#### Requirement
Give the data below again exactly as it stands. Omit the pictures.

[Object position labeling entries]
** start **
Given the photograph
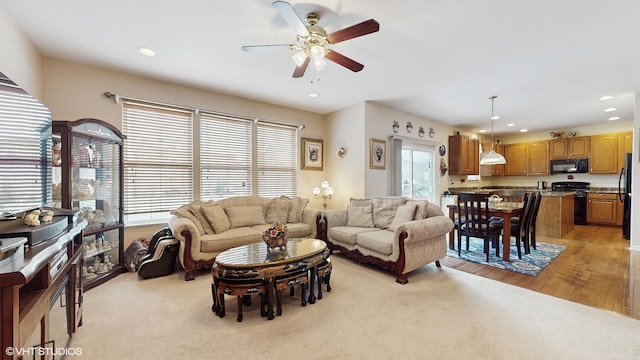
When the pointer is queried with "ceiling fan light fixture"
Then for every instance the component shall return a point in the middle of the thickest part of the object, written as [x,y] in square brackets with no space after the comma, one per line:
[299,57]
[317,52]
[319,63]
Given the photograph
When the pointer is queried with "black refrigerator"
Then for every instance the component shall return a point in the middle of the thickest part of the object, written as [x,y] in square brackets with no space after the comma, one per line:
[624,195]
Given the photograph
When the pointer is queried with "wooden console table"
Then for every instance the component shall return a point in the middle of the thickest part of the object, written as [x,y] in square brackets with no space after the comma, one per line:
[37,292]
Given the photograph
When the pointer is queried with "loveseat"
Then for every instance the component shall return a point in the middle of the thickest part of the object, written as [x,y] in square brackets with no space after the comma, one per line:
[205,229]
[396,233]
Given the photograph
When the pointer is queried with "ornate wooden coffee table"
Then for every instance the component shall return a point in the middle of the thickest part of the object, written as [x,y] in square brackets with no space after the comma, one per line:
[250,269]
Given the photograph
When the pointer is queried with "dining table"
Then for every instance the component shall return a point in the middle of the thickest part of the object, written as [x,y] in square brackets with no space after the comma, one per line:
[505,210]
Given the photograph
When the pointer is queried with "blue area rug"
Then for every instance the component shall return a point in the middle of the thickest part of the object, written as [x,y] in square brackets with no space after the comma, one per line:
[531,264]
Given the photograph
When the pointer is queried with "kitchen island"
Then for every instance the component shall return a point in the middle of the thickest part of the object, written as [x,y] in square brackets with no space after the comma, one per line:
[555,217]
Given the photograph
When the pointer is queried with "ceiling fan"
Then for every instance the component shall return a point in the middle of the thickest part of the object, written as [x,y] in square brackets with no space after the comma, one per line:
[313,41]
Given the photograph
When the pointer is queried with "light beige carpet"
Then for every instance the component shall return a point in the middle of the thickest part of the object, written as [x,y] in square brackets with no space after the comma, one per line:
[441,314]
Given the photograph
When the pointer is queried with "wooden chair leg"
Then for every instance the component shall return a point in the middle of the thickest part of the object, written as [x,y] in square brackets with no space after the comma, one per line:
[240,301]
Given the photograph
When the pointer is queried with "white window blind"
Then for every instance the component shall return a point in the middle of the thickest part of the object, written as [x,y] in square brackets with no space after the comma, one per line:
[225,157]
[25,151]
[158,160]
[277,160]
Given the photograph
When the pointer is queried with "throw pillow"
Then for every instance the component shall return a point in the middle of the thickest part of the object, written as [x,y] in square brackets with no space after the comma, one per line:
[196,210]
[384,209]
[360,216]
[404,214]
[184,211]
[240,216]
[217,218]
[278,211]
[421,210]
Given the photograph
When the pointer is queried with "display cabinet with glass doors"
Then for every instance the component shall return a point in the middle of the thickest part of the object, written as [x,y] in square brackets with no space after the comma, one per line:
[88,177]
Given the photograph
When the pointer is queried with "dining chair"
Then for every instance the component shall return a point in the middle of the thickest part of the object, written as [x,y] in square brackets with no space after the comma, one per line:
[519,228]
[473,217]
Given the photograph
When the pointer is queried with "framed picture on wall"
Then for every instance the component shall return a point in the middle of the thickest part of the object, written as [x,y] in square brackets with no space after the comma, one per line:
[377,153]
[312,154]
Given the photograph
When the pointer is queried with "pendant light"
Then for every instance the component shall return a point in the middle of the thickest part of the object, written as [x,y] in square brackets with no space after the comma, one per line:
[492,157]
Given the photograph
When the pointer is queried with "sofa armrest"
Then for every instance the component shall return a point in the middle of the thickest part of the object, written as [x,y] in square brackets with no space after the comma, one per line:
[186,231]
[428,228]
[311,216]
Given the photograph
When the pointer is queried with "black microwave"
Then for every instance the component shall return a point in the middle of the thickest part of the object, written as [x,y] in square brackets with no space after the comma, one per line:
[569,166]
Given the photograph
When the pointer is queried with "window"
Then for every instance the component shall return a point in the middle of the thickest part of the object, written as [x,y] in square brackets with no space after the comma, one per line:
[412,168]
[225,157]
[158,160]
[25,151]
[233,156]
[417,173]
[277,160]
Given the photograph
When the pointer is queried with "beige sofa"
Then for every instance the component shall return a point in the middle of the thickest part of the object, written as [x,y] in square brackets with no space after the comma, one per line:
[398,234]
[205,229]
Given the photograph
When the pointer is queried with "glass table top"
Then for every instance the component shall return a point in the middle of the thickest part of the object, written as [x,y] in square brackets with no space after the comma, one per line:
[258,254]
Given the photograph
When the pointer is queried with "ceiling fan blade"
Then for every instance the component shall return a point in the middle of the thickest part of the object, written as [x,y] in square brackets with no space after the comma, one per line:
[364,28]
[299,71]
[344,61]
[289,15]
[252,48]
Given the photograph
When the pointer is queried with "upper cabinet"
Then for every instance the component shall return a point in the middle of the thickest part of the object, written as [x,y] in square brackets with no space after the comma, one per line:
[603,154]
[574,147]
[464,154]
[538,158]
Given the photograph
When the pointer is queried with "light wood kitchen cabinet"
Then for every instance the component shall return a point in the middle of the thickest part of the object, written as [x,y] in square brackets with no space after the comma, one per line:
** end **
#### Task output
Given the photograph
When the pointer is queried with "ceiling fan light fixture"
Then for every instance the component shall return a point in the middle of the thickest part of the object, written as [x,y] in square brackets with no space after the comma, one per line:
[299,57]
[317,52]
[319,63]
Given the photograph
When the pointer is queried with "black refrigerator"
Then for every instance the component shall return a point in the middle of the thickest part of the object, written as [x,y] in square brackets with no space after the comma, one per line:
[624,195]
Given the photograph
When the pointer is queried with "wooden console table"
Then for every instance the component shall return a point in the middle of the thickest part of the object, written as [x,y] in square brackets with no space after the comma, one per line:
[37,292]
Given the photograph
When the pointer is queried with "loveseat"
Then for every instance the component shall return a point in the middle of the thickest part of the object, written as [x,y] in square brackets with no space after the comma, one per line:
[205,229]
[396,233]
Given the photograph
When the pointer is queried with "ornate wooden coffee table"
Then for every instance the component shall return a point in the middle of the thickest part of the object, written as [x,y] in square brackets with no space after the comma, one per line:
[250,269]
Given the photograph
When the pointer is queried with "dining table"
Then for every instance the component shall return a point in the middle of the thickest part of the object, written as [x,y] in square brackets with no space after the comma, one per line:
[505,210]
Given the photograph
When the pointer is queried with "blue area rug"
Then for every instance the component shall return a point in the middle of the thickest part of the object, written as [x,y] in square brackets with no space after the comma, one per line:
[531,264]
Given the photograph
When the pointer is queried with "kitchen island"
Then for every instance the component shall return a point in the middle of the thickest part of the object, written as [x,y] in square brackets with no space after the comma, one per line:
[555,217]
Given the photograph
When the pointer is queried with "ceiling fan"
Then for every instance the component shall return a point in the middle of the thickest part of the object, written as [x,y] in square brackets with no space after the comma, one per line:
[313,41]
Given the photograph
When the pointer is queried with "light beige carpet"
Then for every instance the component shall return a point in the middle of the thickest part of the object, written as [x,y] in square brackets with no space after the comma, one per line:
[441,314]
Given the photograph
When the pointer is queried with "wooden chair leg"
Then for every instance the component shall return a point in the middle of the thickest part of the object, written as [x,y] in square brackets with no space after the comma, one per line:
[240,301]
Given the photograph
When the pointer is queried with "white window blind"
Then for every instance the component shall return a point in the middle of the thickest part of the object, written as [x,y] in square brackets with no space after the comma, one per line:
[225,157]
[25,151]
[158,160]
[277,160]
Given the photograph
When the pointer is queried with "throw pillow"
Then for every instance the component shall return a point in the middle of the thickest part of the object, written as [x,y] in square brackets with no space after the comma, one per line:
[196,210]
[384,209]
[360,216]
[404,214]
[184,211]
[240,216]
[217,218]
[278,211]
[421,210]
Given the photograph
When the pointer is queried with "display cabinet with glass doors"
Then for every instance the component shall return a point in the middle of the thickest part of the object, written as [x,y] in square brackets with no space after the comma, one per line:
[88,177]
Given the photograph
When the pointer is queried with "dining chair"
Then for every instance the component shall return a point in the middle of the thickest part of the object, written as [x,y] in square brackets with no space after the comma, one per line:
[519,228]
[473,217]
Given the photograph
When the pointer is queried with "framed picture on wall"
Then for every instance the component shall return a point in the middle of the thickest part of the object, written as [x,y] in square brackets with no space after the comma, one per line:
[377,153]
[312,154]
Given the photograph
When the pointer is queried with "pendant light"
Then for every instance the component shall return a point in the middle of the thickest part of the object, written as [x,y] in square brackets with no space after the comma, one per line:
[492,157]
Given the photograph
When the pointer is queried with "sofa armrest"
Then for every instance the component shall return a point in the middle of the thickest part of the object, written as [x,y] in square brackets with no space after the comma, one per line:
[186,231]
[428,228]
[311,216]
Given the photograph
When the pointer is queried with "black microwave"
Then for every instance the component shall return a point in the middle of the thickest part of the object, written as [x,y] in square brackets with no space after the comma, one per line:
[569,166]
Given the photograph
When the pointer is queried with "window"
Then for every instance the component shall return a point in the middle of the thickest part of the object, written as [x,y] in square brackets with no space after the comma, one per line:
[412,168]
[225,157]
[158,160]
[25,151]
[233,156]
[417,173]
[277,160]
Given the photograph
When the pointer is queried with "beige sofa"
Then for every instance the component shall return a point in the middle of the thickest part of the object, written as [x,y] in square brackets with no space after the comma, one per line:
[398,234]
[205,229]
Given the photograph
When the pointer is queried with "glass table top"
Then for every instance the component shall return a point in the middle of the thickest part of the object, written as [x,y] in square brackets with no space after the comma, one per line:
[258,254]
Given the photograph
When the pointer is queried with "ceiling fan blade"
Then for every instance the component shall return a point in the middle of the thickest part of the object, written as [x,y] in square brackets with no space after the comma, one per line:
[364,28]
[299,71]
[344,61]
[289,15]
[252,48]
Given the photograph
When the pointer is queried with "upper cabinet"
Then for every instance the component shall return a point in the middle of the thickest part of the object, written as [x,y] in square brackets with no space after the comma, one per line:
[603,154]
[574,147]
[464,154]
[538,158]
Given the photograph
When the pointer is queried with "light wood kitchen cabinet"
Then for every instance the component shall return a point in the middle of the thickest part of the object, written as [x,y] in square brackets with no space after the comma, one per line:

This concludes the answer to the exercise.